Rendez-vous, vous êtes cernés !

Mais le moins que l’on puisse dire, c’est que les médecins français devraient regarder un peu par-delà les frontières : ils verront que la France fait plutôt partie des pays où les coopérations avec les pharmaciens sont les moins avancées. En Suisse, par exemple, les pharmaciens peuvent, dans le cadre du projet NetCare, délivrer depuis 2012 certains médicaments sur ordonnance, et ce sans prescription médicale. « Il s’agit d’un système basé sur 25 protocoles, dont ceux sur la cystite et la conjonctivite sont les plus utilisés », détaille Luc Besançon, conseiller Innovation et Affaires internationales chez PharmaSuisse, association helvète qui assure notamment des fonctions équivalentes à celles de nos ordres professionnels et qui a développé le projet.
Même constat si l’on porte le regard de l’autre côté de la Manche. « Au Royaume-Uni, par exemple, quand une personne a été testée positive pour une infection à chlamydiae, le pharmacien peut automatiquement mettre en place le protocole de traitement pour son partenaire », explique Gilles Bonnefond, président de l’Union syndicale des pharmaciens d’officine (USPO), l’un des principaux syndicats pharmaceutiques français. « Cela évite une consultation médicale inutile. »
Et l’officinal de porter l’estocade. « Nous sommes confrontés à une crise de la démographie médicale, à une crise de l’envie d’exercer », remarque-t-il. « Plutôt que de se draper dans des postures, les responsables syndicaux feraient mieux de chercher les moyens de redonner de l’attractivité à nos métiers. » Pour Gilles Bonnefond, pas d’hésitation : les protocoles de coopération font partie des outils permettant de rendre l’exercice médical plus attractif. « D’ailleurs, cela se fait partout dans le monde », glisse-t-il. Diagnostic partagé ?
_ _ _ _ _
§ Consigne de travail 1: Selon l'extrait, depuis quelle année les pharmaciens suisses peuvent-ils délivrer certains médicaments sur ordonnance sans prescription médicale ?
§ Consigne de travail 2: Relevez dans l'extrait le passage qui débute aux mots « Mais le moins » et s'achève après « développé le projet. ».
Les entrées proviennent d'une source distincte de l'extrait.

Entrées tirées d'un recueil
_ _ _ _ _
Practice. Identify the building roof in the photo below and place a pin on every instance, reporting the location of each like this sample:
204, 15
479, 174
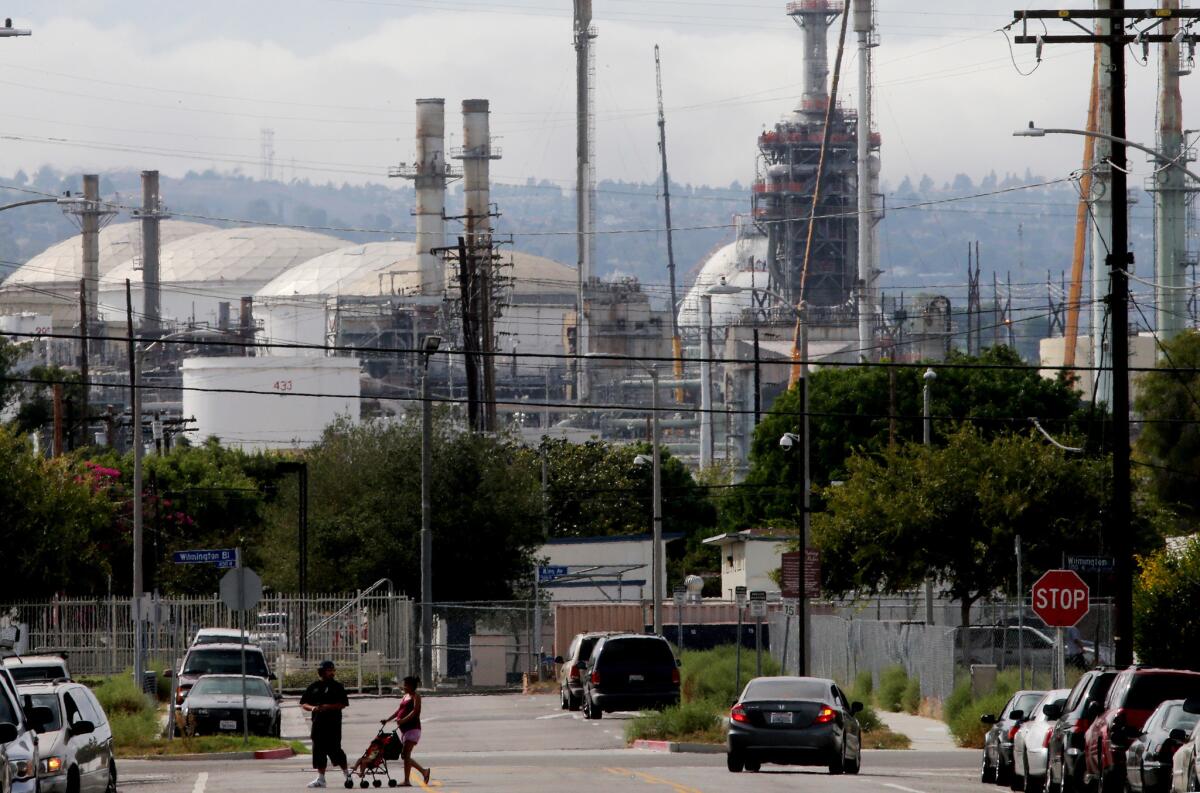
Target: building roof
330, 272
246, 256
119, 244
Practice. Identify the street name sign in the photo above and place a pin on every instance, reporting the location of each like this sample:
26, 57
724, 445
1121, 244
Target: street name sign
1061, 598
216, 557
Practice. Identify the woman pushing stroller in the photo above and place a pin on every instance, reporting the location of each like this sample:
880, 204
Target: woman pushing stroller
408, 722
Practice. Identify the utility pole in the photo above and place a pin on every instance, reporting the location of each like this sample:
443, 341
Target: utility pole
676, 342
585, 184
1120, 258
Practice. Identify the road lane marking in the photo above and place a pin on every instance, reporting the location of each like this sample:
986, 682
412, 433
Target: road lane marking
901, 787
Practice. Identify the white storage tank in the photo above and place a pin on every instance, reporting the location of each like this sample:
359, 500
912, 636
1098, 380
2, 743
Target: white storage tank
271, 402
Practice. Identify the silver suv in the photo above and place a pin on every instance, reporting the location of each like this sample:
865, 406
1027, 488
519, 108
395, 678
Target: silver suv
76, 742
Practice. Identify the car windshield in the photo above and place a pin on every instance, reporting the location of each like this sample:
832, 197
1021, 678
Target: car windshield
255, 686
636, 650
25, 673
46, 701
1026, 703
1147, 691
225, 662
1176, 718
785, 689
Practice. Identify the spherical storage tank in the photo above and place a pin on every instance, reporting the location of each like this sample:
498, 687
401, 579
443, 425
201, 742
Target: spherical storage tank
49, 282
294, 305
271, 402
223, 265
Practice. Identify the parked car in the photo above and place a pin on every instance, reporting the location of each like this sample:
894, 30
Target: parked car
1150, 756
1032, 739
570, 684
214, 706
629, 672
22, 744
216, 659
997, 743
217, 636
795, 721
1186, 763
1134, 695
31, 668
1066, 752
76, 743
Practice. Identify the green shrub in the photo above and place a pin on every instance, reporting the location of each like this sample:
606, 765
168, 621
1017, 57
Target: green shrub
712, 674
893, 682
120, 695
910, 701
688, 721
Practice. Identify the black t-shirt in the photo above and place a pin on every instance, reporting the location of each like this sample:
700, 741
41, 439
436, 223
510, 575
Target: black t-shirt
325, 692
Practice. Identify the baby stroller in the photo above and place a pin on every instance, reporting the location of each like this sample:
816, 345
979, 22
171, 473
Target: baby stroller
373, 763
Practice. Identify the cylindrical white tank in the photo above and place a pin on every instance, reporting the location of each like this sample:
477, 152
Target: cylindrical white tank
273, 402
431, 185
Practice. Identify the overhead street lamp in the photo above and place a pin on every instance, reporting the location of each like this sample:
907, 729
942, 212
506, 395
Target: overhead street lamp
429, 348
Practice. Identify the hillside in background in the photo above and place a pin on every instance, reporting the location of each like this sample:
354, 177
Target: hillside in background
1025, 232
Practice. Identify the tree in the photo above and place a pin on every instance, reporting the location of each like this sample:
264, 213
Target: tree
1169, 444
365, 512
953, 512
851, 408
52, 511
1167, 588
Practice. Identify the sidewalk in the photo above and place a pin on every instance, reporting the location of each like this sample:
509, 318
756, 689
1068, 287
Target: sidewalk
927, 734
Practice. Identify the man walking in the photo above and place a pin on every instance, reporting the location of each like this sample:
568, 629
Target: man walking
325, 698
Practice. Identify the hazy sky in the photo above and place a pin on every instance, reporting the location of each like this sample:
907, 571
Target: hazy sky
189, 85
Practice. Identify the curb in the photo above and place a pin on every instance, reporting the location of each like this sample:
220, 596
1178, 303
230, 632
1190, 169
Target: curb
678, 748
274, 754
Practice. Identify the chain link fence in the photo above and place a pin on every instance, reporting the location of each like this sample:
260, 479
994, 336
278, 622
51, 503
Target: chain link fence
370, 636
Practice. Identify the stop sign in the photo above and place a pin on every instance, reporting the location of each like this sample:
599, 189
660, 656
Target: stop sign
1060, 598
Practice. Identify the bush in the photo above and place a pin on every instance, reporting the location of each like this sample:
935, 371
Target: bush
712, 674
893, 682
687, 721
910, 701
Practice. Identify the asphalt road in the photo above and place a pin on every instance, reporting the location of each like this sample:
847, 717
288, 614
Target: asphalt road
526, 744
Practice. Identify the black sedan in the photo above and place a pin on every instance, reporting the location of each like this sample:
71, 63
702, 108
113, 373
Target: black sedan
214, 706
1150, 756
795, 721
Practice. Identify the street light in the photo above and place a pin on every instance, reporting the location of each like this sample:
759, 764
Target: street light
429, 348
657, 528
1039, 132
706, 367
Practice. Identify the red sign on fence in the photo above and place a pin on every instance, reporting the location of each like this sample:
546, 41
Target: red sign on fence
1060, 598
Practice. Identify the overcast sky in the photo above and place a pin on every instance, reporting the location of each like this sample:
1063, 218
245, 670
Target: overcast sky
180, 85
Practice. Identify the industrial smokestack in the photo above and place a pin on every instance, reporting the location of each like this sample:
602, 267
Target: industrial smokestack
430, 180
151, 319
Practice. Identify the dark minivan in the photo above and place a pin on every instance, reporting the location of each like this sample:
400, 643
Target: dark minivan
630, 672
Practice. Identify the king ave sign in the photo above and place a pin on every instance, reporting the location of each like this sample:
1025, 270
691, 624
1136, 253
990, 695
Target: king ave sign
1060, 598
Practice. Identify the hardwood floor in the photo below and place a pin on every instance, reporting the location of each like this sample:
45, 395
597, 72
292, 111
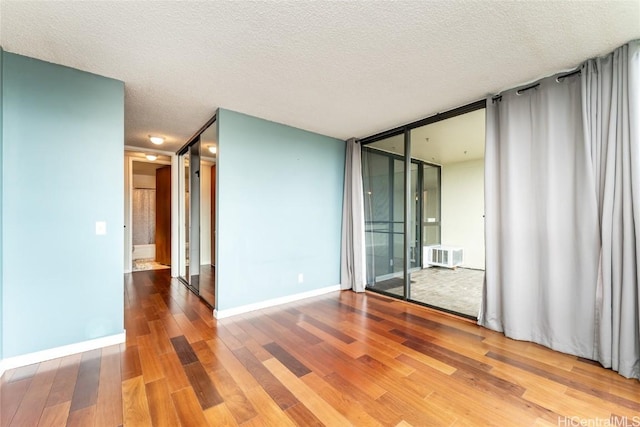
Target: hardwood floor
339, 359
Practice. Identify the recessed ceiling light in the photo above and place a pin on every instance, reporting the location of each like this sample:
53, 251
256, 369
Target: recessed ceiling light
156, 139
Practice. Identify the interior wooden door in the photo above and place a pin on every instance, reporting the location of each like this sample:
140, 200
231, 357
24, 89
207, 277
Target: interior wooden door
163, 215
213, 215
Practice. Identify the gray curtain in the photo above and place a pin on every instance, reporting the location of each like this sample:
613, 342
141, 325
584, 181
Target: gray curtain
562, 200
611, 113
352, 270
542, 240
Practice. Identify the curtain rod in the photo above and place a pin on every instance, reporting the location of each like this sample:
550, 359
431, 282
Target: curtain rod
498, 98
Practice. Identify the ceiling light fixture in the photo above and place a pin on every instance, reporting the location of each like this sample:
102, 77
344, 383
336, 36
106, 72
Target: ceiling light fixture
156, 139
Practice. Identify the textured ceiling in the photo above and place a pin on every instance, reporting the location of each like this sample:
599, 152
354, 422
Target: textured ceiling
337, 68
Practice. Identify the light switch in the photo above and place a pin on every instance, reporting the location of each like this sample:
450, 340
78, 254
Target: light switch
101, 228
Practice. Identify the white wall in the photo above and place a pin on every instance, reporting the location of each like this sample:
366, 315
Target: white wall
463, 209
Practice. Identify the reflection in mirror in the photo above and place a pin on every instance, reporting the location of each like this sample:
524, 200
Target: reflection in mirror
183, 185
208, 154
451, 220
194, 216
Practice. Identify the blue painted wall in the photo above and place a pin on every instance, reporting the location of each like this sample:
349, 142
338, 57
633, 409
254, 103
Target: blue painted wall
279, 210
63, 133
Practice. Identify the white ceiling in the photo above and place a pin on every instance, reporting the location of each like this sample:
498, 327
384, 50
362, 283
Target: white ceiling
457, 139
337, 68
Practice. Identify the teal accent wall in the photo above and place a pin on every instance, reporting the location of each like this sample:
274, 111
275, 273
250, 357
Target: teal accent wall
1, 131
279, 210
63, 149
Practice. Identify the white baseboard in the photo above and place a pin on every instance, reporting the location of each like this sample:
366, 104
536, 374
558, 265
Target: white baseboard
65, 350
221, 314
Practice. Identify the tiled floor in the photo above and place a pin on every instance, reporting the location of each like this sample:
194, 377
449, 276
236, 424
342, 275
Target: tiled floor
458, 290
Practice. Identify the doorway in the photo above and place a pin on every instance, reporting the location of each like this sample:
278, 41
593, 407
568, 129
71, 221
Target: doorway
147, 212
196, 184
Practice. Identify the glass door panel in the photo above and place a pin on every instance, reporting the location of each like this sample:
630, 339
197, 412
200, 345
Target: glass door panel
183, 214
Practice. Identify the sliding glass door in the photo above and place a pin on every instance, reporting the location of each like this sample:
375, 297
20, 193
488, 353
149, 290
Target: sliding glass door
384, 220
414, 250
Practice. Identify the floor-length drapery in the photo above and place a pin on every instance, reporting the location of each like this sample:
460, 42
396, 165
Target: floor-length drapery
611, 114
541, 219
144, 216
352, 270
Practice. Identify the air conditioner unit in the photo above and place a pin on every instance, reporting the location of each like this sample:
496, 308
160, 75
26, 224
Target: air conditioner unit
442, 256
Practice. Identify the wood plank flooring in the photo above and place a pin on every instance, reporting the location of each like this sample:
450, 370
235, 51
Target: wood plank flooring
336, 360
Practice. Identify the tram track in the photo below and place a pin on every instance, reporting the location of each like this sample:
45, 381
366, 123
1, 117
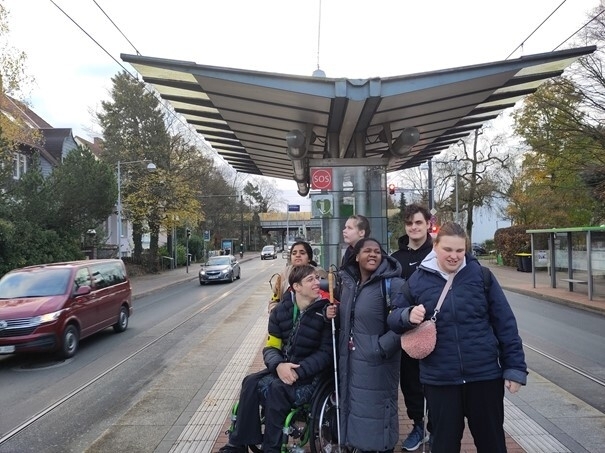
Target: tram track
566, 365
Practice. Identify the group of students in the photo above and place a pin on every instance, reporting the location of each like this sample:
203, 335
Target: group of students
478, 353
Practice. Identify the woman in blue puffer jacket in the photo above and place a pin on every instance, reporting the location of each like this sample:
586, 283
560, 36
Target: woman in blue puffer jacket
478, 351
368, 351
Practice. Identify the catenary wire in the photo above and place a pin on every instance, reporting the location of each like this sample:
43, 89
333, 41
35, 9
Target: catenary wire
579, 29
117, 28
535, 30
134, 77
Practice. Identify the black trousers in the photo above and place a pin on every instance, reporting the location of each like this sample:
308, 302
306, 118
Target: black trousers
_ _ _ _ _
§ Solution proposée 1: Depuis 2012, dans le cadre du projet NetCare.

§ Solution proposée 2:
Mais le moins que l’on puisse dire, c’est que les médecins français devraient regarder un peu par-delà les frontières : ils verront que la France fait plutôt partie des pays où les coopérations avec les pharmaciens sont les moins avancées. En Suisse, par exemple, les pharmaciens peuvent, dans le cadre du projet NetCare, délivrer depuis 2012 certains médicaments sur ordonnance, et ce sans prescription médicale. « Il s’agit d’un système basé sur 25 protocoles, dont ceux sur la cystite et la conjonctivite sont les plus utilisés », détaille Luc Besançon, conseiller Innovation et Affaires internationales chez PharmaSuisse, association helvète qui assure notamment des fonctions équivalentes à celles de nos ordres professionnels et qui a développé le projet.